→ Entries provided:
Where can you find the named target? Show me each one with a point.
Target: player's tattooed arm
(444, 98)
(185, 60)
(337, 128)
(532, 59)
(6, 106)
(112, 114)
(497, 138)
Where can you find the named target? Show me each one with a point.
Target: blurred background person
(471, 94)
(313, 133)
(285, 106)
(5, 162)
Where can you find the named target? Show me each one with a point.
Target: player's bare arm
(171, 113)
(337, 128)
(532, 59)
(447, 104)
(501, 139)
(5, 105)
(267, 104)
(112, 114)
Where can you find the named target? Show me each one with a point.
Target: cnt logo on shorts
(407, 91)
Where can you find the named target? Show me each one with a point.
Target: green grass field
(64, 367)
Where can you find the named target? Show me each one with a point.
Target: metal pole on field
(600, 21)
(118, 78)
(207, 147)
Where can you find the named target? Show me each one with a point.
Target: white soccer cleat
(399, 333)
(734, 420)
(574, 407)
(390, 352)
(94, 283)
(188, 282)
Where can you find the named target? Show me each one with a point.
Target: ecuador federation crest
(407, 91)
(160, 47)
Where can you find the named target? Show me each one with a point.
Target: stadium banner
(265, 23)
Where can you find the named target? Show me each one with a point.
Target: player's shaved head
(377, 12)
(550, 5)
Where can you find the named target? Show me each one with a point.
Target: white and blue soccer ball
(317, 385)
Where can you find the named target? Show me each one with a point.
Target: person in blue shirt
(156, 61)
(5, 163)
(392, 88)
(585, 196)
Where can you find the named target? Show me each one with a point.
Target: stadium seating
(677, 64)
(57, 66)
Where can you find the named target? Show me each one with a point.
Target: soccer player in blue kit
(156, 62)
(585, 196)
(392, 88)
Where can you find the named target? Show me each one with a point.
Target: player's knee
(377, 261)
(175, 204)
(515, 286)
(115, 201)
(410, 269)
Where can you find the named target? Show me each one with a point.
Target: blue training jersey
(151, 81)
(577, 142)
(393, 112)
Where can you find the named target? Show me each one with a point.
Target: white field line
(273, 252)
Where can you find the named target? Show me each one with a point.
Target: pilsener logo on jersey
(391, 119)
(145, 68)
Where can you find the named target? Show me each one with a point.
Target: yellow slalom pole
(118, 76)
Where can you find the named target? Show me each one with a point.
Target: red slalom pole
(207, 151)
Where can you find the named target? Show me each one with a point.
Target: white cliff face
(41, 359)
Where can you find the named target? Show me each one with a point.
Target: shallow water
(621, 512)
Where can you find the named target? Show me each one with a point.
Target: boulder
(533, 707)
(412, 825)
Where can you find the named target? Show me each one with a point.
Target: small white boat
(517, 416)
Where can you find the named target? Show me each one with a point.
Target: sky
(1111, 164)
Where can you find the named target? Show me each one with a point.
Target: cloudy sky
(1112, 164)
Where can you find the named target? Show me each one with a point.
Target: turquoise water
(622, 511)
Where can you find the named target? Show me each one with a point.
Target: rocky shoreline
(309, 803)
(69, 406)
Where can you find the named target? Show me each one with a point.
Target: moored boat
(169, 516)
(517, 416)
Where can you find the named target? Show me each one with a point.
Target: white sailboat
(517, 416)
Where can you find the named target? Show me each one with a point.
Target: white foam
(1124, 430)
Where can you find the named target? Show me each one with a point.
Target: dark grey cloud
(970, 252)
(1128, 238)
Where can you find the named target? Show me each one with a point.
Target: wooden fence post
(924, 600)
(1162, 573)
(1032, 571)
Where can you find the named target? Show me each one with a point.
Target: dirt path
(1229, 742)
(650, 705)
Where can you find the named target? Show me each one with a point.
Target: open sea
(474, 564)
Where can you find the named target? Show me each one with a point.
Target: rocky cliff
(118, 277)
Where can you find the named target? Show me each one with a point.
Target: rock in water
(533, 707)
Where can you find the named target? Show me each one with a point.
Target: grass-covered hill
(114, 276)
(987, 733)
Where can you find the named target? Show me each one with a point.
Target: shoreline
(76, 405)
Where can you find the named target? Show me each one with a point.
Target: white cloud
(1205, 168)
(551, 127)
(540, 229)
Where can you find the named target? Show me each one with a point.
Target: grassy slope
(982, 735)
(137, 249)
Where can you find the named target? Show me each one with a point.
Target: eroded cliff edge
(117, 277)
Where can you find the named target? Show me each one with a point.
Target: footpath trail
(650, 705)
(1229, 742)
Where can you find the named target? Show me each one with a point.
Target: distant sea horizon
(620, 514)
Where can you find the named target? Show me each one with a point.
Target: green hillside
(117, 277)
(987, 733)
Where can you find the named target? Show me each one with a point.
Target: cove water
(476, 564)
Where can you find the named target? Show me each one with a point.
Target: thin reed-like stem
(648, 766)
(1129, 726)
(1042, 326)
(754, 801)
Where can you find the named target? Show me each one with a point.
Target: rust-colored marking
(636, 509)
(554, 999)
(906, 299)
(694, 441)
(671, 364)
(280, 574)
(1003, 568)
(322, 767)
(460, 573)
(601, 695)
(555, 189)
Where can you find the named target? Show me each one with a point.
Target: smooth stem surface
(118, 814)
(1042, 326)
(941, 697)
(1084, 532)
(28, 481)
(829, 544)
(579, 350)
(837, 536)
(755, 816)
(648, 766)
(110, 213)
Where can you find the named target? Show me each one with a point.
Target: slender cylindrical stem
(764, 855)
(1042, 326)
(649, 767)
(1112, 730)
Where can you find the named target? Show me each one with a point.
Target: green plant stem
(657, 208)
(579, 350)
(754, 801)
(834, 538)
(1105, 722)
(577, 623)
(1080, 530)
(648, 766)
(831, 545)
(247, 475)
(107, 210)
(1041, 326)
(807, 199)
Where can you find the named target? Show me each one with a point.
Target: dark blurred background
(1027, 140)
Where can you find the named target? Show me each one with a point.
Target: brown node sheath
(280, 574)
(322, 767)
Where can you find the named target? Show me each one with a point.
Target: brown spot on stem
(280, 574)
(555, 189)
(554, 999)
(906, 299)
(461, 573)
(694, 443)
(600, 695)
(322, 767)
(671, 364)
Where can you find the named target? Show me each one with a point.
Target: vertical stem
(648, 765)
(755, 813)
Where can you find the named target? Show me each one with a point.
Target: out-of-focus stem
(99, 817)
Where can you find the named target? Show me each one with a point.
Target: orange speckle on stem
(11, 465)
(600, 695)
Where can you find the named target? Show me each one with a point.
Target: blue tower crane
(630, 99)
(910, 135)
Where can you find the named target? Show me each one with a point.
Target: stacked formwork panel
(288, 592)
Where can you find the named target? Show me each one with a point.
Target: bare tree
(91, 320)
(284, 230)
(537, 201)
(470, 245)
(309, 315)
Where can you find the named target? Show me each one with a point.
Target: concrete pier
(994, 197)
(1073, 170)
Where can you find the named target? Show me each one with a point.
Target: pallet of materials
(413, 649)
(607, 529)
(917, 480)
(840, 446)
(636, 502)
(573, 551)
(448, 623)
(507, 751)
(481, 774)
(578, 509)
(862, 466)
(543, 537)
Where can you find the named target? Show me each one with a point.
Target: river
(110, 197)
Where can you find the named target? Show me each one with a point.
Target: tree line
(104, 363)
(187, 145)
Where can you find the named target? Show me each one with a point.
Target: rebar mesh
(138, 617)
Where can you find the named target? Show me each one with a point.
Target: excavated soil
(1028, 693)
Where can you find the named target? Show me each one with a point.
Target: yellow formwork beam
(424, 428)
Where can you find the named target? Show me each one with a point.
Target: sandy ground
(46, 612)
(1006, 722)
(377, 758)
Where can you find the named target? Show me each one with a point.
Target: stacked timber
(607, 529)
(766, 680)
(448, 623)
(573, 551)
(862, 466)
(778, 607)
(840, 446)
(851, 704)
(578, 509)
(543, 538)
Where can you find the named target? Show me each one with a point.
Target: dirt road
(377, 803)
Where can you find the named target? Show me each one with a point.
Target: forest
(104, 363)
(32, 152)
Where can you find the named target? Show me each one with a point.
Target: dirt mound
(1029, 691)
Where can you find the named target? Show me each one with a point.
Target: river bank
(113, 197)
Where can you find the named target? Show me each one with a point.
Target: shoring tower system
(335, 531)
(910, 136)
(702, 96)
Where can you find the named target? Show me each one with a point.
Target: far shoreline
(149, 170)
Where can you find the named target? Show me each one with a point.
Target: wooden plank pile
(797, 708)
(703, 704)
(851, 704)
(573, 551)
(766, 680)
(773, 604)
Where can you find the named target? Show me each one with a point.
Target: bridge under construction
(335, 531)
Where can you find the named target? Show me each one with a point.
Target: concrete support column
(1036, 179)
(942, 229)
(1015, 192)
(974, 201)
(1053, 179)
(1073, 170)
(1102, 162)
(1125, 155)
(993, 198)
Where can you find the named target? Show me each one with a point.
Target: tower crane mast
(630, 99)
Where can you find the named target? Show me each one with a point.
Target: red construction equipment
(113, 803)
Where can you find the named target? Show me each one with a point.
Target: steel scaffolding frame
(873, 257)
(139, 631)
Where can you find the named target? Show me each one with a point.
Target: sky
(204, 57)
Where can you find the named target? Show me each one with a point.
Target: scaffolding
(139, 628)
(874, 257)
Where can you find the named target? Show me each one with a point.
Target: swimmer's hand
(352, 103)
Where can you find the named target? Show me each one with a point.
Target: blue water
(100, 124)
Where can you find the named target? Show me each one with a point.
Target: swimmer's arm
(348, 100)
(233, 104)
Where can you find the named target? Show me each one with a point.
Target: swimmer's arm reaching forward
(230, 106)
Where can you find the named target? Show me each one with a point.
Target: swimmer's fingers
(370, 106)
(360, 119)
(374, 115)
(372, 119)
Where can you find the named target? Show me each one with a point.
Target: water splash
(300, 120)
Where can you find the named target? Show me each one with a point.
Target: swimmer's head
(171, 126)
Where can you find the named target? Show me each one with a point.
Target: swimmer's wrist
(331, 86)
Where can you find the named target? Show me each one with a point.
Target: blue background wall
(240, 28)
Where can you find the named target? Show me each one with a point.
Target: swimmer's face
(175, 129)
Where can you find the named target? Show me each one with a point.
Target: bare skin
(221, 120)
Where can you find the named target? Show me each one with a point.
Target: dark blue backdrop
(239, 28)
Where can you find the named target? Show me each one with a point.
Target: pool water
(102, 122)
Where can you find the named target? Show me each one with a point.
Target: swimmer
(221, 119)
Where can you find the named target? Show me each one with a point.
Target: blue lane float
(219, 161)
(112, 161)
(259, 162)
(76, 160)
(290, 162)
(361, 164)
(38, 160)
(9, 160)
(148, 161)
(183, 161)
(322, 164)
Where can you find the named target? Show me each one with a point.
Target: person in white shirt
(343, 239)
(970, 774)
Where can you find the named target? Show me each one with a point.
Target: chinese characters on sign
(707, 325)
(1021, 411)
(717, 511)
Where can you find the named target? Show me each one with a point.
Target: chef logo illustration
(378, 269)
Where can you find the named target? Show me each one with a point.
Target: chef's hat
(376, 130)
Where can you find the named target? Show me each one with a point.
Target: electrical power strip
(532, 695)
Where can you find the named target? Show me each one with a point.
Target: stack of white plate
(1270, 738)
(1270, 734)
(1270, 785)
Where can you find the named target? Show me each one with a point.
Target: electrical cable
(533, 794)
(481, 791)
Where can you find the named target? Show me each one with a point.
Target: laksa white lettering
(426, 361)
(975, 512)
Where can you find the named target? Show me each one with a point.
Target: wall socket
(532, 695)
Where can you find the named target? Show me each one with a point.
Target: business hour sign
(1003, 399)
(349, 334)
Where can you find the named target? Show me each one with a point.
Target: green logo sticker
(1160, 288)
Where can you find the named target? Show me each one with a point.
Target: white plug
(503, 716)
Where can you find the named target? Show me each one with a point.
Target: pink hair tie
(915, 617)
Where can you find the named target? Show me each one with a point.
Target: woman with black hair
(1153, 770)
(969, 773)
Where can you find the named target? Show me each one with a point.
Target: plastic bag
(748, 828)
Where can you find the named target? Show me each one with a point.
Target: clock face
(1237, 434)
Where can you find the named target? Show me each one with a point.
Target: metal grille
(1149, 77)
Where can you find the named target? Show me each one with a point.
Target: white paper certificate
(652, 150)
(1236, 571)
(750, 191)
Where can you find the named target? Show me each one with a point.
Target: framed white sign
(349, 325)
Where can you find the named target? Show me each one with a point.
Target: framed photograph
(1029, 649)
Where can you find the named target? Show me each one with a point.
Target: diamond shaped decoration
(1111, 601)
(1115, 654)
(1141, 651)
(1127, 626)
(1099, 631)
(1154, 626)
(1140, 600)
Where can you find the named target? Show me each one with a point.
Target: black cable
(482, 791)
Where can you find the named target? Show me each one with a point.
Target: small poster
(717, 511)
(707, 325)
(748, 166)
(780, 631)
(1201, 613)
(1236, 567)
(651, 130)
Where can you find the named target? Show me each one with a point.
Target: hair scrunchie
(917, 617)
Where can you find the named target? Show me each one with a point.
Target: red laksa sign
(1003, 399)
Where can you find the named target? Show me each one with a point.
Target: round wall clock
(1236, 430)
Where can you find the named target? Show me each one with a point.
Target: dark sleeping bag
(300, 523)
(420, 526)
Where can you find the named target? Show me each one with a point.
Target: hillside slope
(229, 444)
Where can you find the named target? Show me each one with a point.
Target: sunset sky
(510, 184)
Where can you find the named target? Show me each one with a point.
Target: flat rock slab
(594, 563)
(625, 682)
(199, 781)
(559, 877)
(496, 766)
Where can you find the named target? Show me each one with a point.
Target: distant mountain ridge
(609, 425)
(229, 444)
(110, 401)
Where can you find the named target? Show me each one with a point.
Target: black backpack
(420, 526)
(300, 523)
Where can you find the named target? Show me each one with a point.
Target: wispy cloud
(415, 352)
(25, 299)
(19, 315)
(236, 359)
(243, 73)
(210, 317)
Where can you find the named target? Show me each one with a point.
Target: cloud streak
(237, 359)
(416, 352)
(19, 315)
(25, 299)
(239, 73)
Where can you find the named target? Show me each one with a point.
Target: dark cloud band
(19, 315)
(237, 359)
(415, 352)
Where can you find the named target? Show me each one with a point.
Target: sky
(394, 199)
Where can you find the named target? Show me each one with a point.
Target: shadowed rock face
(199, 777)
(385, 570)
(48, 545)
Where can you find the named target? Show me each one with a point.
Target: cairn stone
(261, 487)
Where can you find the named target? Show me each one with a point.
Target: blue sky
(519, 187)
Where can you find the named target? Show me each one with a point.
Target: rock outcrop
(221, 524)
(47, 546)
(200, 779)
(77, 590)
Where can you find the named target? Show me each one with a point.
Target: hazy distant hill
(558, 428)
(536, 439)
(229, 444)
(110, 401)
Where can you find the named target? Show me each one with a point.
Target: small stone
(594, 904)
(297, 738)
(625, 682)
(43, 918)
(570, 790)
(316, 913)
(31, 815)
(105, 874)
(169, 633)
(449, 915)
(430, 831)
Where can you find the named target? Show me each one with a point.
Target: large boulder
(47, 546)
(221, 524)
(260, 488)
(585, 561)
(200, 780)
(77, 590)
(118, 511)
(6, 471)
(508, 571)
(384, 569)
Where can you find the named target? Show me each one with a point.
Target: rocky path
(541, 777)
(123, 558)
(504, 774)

→ What to do: Show every line above that contains the word "scaffolding".

→ Worked answer:
Target: steel scaffolding frame
Target: scaffolding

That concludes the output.